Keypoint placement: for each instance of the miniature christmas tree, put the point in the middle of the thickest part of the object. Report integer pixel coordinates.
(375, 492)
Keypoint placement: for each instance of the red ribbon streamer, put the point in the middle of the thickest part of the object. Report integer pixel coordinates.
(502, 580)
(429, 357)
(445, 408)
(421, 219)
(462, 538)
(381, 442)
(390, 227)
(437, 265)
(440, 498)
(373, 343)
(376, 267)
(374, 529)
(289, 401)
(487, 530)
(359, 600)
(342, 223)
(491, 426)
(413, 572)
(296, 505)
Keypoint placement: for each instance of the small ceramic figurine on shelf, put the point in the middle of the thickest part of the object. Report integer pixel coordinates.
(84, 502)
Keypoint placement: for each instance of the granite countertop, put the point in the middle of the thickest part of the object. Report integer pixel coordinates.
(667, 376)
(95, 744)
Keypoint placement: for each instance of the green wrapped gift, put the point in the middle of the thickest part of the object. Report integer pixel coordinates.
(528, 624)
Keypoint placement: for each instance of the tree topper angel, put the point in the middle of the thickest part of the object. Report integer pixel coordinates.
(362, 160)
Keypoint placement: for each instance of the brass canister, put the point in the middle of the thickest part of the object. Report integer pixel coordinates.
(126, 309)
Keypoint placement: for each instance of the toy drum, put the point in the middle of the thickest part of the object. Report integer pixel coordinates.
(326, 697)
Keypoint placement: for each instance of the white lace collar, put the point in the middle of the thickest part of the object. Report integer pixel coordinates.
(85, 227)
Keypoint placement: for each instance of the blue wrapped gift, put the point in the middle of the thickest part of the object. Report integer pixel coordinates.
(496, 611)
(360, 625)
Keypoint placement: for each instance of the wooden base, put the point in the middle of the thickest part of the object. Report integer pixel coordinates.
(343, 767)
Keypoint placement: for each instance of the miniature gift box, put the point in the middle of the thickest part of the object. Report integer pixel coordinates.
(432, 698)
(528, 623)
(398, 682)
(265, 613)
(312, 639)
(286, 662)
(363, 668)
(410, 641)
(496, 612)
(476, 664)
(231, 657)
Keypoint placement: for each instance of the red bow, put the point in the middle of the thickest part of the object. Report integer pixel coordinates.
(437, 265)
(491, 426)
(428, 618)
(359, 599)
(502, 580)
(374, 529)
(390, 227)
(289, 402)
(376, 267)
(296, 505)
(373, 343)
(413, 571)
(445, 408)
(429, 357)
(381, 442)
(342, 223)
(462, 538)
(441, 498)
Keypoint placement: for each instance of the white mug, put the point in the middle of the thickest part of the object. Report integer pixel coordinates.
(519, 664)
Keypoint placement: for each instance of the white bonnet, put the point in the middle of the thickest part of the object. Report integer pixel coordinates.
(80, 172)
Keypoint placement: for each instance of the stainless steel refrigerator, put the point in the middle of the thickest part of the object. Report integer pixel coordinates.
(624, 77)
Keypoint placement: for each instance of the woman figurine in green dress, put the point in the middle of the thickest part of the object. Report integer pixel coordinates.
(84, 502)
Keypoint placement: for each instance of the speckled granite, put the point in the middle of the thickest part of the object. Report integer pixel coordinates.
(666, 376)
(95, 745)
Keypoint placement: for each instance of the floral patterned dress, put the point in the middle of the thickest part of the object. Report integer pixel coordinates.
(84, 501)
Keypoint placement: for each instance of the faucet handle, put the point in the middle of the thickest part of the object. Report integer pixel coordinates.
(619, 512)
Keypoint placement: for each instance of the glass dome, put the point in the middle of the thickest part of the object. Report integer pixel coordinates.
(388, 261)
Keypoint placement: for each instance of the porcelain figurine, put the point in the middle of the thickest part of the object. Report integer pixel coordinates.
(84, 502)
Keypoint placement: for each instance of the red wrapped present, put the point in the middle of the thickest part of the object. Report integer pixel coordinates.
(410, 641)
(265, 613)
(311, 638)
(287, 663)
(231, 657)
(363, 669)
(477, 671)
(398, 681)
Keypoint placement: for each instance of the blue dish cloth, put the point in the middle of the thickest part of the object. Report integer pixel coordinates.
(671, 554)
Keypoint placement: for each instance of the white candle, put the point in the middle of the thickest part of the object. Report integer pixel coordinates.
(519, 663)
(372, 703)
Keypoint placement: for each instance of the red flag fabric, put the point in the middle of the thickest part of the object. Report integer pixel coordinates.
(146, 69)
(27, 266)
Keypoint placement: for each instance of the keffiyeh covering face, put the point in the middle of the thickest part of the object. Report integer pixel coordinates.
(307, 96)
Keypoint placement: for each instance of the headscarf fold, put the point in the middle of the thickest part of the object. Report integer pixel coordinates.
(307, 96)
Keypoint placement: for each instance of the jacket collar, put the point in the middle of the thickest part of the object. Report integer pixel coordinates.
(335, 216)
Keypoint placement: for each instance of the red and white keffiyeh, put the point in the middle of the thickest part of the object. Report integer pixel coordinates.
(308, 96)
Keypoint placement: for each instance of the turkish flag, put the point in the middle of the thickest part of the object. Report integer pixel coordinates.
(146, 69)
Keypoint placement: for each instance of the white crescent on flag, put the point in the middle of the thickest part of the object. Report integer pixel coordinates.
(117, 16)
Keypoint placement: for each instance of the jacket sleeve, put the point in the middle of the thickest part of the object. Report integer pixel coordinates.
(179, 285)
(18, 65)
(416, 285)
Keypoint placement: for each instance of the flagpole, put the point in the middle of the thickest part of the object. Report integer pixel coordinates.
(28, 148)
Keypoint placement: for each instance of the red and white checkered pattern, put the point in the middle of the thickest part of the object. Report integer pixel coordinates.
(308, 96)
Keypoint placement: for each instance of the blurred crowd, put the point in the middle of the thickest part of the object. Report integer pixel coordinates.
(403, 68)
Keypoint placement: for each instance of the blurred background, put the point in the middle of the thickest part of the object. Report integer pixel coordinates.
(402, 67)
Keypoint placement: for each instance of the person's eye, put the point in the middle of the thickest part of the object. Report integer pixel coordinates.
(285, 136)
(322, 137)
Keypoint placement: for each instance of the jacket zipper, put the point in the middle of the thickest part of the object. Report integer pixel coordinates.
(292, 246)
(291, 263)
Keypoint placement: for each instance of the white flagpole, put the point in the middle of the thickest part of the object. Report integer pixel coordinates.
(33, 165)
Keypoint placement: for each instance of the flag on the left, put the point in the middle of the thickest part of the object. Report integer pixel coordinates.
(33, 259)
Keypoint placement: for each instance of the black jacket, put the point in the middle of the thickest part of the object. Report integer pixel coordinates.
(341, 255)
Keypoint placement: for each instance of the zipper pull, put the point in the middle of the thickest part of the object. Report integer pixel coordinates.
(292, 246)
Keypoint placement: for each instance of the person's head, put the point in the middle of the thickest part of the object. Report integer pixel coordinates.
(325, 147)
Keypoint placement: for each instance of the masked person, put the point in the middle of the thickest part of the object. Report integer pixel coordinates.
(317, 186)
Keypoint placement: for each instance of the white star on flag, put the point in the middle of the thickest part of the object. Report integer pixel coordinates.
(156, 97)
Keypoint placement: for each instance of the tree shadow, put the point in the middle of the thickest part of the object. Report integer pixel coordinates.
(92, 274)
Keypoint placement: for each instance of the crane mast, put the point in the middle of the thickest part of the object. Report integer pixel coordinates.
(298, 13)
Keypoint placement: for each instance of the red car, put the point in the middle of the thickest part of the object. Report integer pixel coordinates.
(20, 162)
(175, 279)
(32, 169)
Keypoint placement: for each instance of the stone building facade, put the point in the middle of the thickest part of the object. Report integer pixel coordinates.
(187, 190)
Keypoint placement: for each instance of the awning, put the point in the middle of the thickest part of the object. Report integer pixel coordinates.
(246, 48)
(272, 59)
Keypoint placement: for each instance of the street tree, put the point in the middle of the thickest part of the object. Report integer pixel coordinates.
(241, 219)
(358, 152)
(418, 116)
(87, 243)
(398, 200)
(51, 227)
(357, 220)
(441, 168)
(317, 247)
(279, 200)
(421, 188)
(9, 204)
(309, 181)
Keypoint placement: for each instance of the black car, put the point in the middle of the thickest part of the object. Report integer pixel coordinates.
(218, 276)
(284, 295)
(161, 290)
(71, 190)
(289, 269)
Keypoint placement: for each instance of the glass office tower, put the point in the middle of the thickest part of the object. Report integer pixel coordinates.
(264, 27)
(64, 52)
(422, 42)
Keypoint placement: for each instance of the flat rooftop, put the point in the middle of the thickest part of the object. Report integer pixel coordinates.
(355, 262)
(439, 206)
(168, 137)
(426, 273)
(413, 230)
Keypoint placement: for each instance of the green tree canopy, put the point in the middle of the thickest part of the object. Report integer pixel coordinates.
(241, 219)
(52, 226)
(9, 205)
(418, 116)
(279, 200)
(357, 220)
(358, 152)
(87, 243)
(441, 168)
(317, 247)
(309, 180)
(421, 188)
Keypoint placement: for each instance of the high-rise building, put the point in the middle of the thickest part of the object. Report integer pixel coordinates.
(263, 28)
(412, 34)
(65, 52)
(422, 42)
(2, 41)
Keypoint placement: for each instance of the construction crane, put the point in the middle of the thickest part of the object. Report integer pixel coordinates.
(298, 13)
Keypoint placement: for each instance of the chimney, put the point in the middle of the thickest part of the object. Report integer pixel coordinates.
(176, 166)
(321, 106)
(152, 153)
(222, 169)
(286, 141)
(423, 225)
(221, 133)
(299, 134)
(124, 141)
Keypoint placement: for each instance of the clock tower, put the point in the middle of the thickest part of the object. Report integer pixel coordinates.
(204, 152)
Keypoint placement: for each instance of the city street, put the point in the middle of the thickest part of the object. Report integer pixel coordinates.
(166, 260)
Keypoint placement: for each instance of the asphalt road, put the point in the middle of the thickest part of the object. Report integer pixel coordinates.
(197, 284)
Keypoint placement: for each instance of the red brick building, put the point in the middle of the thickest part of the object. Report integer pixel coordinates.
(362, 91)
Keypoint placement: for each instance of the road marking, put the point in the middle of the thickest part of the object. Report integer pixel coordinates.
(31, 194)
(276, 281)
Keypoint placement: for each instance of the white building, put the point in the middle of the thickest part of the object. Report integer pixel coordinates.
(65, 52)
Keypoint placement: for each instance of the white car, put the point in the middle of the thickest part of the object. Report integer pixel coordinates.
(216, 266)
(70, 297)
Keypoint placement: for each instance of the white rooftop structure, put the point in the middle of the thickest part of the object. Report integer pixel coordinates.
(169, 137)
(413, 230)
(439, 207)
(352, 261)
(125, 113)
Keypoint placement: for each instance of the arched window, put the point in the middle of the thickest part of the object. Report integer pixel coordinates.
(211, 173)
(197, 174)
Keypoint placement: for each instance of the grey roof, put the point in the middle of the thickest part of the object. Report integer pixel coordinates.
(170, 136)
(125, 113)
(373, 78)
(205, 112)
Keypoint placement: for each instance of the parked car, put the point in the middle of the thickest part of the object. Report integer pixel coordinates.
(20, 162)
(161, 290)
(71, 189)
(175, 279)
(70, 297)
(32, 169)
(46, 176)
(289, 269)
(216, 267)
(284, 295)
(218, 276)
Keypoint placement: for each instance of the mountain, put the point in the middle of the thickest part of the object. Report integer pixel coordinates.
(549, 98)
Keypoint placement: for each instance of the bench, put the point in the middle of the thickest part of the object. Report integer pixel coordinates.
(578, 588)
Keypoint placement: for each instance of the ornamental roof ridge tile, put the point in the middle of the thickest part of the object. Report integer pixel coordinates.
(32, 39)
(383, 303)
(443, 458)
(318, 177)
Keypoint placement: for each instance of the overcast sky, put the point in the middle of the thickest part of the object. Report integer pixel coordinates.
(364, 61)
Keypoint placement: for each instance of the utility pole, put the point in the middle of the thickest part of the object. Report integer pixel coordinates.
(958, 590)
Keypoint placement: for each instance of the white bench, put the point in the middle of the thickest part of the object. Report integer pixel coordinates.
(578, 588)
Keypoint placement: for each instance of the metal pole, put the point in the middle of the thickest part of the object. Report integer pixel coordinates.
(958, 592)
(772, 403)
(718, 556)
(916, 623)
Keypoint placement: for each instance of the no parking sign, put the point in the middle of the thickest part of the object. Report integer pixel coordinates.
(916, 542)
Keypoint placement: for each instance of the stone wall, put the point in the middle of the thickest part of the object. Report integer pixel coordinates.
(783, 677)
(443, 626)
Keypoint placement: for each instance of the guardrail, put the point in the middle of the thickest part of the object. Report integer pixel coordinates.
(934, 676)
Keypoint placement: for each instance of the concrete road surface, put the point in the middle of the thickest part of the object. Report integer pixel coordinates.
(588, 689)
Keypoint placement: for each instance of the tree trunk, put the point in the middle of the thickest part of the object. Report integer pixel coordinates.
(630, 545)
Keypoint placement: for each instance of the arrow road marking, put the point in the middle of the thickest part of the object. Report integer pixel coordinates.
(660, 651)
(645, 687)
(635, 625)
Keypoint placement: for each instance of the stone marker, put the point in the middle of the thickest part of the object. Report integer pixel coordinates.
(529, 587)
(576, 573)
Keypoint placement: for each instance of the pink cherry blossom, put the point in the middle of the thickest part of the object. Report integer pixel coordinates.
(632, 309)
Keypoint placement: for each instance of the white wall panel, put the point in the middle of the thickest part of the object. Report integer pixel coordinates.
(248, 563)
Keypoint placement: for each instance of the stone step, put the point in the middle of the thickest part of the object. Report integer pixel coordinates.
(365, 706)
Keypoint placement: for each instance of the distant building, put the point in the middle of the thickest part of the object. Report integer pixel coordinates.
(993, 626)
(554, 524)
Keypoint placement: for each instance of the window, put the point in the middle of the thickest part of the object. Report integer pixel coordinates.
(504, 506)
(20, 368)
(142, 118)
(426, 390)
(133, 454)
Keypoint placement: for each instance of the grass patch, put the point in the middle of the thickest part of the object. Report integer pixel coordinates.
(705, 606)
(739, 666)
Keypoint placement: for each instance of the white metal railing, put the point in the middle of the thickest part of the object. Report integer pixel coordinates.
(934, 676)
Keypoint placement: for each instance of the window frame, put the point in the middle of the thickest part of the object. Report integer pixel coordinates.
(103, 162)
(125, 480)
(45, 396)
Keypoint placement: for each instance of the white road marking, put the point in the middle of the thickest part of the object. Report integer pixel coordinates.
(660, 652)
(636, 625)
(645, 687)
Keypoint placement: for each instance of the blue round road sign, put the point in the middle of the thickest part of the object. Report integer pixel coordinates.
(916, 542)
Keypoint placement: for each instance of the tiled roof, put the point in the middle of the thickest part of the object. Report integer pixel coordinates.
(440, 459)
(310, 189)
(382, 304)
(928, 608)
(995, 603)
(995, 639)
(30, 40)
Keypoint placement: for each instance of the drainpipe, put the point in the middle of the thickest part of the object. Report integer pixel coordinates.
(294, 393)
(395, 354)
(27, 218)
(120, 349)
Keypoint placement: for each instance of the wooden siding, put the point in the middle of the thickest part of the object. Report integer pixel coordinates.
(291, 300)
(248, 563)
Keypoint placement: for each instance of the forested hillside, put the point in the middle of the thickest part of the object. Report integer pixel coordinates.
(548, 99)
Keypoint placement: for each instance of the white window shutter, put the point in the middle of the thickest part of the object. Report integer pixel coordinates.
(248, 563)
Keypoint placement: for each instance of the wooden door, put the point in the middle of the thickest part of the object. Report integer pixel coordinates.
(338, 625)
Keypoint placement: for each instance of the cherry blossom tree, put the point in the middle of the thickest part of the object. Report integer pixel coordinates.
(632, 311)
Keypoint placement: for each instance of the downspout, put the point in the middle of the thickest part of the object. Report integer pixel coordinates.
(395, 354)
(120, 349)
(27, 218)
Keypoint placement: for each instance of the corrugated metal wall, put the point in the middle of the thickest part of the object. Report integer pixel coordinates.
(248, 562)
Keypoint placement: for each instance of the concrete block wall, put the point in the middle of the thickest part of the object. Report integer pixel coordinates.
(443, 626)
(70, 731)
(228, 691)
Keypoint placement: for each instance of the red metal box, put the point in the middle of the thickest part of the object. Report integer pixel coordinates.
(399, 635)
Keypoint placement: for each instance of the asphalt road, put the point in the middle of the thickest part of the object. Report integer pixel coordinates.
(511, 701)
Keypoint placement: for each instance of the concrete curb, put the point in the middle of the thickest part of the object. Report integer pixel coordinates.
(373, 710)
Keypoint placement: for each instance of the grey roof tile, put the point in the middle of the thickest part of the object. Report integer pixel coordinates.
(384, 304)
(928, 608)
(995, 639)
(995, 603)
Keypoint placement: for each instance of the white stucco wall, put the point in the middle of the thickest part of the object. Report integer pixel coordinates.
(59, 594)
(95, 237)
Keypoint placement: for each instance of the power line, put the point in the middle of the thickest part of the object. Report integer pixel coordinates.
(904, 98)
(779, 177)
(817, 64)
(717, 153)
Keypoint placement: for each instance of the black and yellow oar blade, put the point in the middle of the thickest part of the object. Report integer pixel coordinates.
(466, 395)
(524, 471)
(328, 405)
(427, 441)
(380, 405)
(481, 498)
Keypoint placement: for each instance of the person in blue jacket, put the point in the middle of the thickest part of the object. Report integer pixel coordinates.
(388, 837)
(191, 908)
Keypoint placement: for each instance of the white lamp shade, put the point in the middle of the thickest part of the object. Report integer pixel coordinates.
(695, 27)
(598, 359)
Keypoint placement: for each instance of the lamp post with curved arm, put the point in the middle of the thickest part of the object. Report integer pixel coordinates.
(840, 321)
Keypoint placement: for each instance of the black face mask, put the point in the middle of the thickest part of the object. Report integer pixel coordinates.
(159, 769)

_Do this_
All lines from the one with "Keypoint placement: for each instance of the grey roof tile, put" through the final line above are to be quoted exactly; quote no other line.

_Written response_
Keypoint placement: for each instance of the grey roof tile, put the point in the middle of the thickest part of the object. Report integer pixel coordinates.
(384, 304)
(928, 608)
(995, 639)
(995, 603)
Keypoint placement: for each instance of the white stucco wall, put the point in the middle of the thickest part of the object. Report integer pixel coordinates.
(59, 594)
(95, 237)
Keypoint placement: for each instance of the power line, put the point in the middle of the thickest part of the object. Report integer pixel coordinates.
(904, 98)
(779, 177)
(817, 64)
(717, 153)
Keypoint placement: for each instance of the black and yellow oar blade, put the point in the middle of the thickest part of the object. Report integer pixel coordinates.
(466, 395)
(524, 471)
(328, 405)
(427, 441)
(380, 405)
(481, 498)
Keypoint placement: for each instance of the person in blue jacket, put the point in the middle of the thickest part of the object. Report integer pixel coordinates.
(388, 837)
(191, 908)
Keypoint placement: for each instance of the white lamp shade, put the point in the middle of the thickest part of the object. Report integer pixel coordinates.
(695, 27)
(598, 359)
Keypoint placement: for each instance of the lamp post with curved arm, put the point in the middle of the thickest part of the object. Report integer pixel coordinates.
(840, 321)
Keypoint placement: for each instance of the black face mask, put the point in the middle of the thickest part of the object. Report integer pixel coordinates.
(159, 769)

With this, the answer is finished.